▶ DESCRIPTION OF THE TASK:
Count the lines in the listing below that contain the string "steel", with uppercase and lowercase letters treated as different, and give only that number.

▶ RECORD SET:
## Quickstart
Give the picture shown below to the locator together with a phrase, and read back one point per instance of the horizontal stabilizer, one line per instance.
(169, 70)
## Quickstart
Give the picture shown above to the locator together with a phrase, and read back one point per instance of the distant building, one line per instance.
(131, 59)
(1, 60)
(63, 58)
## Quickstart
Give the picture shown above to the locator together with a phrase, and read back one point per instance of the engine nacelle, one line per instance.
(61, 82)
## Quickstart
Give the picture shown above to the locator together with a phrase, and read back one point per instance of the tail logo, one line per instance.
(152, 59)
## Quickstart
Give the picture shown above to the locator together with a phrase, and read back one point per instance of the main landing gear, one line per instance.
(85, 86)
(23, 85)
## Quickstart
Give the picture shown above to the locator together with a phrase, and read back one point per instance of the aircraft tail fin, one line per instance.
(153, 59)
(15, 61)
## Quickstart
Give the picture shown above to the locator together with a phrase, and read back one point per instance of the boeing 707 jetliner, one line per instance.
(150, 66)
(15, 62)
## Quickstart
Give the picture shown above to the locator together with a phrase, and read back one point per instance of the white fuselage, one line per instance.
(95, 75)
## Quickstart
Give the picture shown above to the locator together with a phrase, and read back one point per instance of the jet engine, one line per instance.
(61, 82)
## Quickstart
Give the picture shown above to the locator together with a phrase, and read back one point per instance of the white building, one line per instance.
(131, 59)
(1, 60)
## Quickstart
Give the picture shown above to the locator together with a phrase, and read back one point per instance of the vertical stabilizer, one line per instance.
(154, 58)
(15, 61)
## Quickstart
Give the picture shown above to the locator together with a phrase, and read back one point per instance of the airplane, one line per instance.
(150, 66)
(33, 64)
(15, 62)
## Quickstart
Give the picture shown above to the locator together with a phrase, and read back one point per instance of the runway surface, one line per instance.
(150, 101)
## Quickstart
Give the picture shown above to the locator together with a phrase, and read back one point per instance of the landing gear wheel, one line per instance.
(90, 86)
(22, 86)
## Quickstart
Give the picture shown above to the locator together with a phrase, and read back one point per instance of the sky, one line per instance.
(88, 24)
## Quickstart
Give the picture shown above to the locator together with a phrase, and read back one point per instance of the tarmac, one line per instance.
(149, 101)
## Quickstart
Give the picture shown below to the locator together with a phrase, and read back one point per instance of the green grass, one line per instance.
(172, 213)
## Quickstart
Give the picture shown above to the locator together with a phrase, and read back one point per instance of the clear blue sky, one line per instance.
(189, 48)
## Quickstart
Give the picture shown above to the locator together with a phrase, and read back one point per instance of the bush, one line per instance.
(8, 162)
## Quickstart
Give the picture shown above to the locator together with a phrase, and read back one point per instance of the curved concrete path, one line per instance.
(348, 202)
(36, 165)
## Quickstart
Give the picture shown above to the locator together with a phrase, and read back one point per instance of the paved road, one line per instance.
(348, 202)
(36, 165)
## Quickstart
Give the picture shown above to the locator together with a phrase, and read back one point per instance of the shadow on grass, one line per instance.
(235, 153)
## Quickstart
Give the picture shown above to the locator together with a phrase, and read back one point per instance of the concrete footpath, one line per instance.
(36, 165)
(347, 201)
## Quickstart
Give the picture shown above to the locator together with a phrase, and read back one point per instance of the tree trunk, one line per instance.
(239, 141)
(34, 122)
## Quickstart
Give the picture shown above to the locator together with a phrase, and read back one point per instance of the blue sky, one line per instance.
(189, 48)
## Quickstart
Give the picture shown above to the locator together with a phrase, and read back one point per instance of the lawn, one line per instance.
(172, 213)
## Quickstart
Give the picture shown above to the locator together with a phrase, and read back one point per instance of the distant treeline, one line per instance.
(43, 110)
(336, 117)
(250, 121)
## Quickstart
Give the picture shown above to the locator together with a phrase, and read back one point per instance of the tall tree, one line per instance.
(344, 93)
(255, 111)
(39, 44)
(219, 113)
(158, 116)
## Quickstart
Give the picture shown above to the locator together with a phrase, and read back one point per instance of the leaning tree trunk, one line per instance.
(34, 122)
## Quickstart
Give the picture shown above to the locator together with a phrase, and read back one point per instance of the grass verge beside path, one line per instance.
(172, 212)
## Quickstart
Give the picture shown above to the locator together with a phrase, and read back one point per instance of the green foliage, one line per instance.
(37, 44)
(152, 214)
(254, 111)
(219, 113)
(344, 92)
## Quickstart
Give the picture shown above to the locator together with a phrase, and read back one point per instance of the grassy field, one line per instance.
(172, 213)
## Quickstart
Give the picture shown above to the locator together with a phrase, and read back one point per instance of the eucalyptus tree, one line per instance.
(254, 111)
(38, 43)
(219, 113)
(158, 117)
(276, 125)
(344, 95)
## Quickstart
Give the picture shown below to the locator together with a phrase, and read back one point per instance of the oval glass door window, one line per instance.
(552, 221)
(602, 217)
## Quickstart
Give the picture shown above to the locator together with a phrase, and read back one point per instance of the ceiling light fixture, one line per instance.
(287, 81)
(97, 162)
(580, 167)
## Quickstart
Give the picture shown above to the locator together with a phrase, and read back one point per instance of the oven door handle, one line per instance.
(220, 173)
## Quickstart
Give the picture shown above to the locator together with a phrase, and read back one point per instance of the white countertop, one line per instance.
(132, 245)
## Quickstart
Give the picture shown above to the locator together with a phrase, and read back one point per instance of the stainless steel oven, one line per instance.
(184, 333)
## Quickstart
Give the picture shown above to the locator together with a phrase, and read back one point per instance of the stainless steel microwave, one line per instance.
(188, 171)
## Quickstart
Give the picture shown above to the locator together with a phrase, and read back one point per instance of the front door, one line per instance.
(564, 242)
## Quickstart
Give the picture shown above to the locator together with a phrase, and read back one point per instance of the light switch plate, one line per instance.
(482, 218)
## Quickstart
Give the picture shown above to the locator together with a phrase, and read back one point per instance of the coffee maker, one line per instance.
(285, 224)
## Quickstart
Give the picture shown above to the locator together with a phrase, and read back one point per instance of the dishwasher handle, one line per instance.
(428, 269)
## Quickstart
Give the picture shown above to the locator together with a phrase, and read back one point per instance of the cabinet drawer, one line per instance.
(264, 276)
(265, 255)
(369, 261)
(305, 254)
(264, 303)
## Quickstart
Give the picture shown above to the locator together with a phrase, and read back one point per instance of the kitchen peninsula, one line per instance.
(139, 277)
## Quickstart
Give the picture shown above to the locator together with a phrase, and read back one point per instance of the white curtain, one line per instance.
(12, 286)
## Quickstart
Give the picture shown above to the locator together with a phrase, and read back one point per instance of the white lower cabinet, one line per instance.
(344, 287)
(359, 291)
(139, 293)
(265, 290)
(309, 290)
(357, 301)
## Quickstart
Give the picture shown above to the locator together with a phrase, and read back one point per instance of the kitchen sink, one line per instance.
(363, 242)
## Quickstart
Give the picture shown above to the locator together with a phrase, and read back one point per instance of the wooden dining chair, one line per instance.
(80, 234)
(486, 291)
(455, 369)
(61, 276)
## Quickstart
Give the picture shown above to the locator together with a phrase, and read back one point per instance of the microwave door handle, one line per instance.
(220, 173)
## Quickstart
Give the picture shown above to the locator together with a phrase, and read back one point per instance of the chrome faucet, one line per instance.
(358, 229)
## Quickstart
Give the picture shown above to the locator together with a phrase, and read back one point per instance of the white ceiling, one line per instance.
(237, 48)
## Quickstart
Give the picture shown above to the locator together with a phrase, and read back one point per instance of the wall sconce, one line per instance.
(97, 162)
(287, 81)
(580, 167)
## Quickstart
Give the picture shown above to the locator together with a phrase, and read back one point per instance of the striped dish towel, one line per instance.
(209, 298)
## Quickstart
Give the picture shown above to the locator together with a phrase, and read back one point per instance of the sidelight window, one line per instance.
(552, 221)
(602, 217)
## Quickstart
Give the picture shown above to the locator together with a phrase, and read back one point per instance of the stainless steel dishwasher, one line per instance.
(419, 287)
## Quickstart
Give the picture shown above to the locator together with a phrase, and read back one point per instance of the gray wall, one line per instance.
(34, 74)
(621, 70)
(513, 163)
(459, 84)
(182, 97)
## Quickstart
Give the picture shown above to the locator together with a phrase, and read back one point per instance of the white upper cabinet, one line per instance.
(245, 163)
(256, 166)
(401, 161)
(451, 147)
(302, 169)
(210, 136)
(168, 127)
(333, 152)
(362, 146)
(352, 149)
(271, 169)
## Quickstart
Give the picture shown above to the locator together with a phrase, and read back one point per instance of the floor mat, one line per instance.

▶ ANSWER FOR THE TASK:
3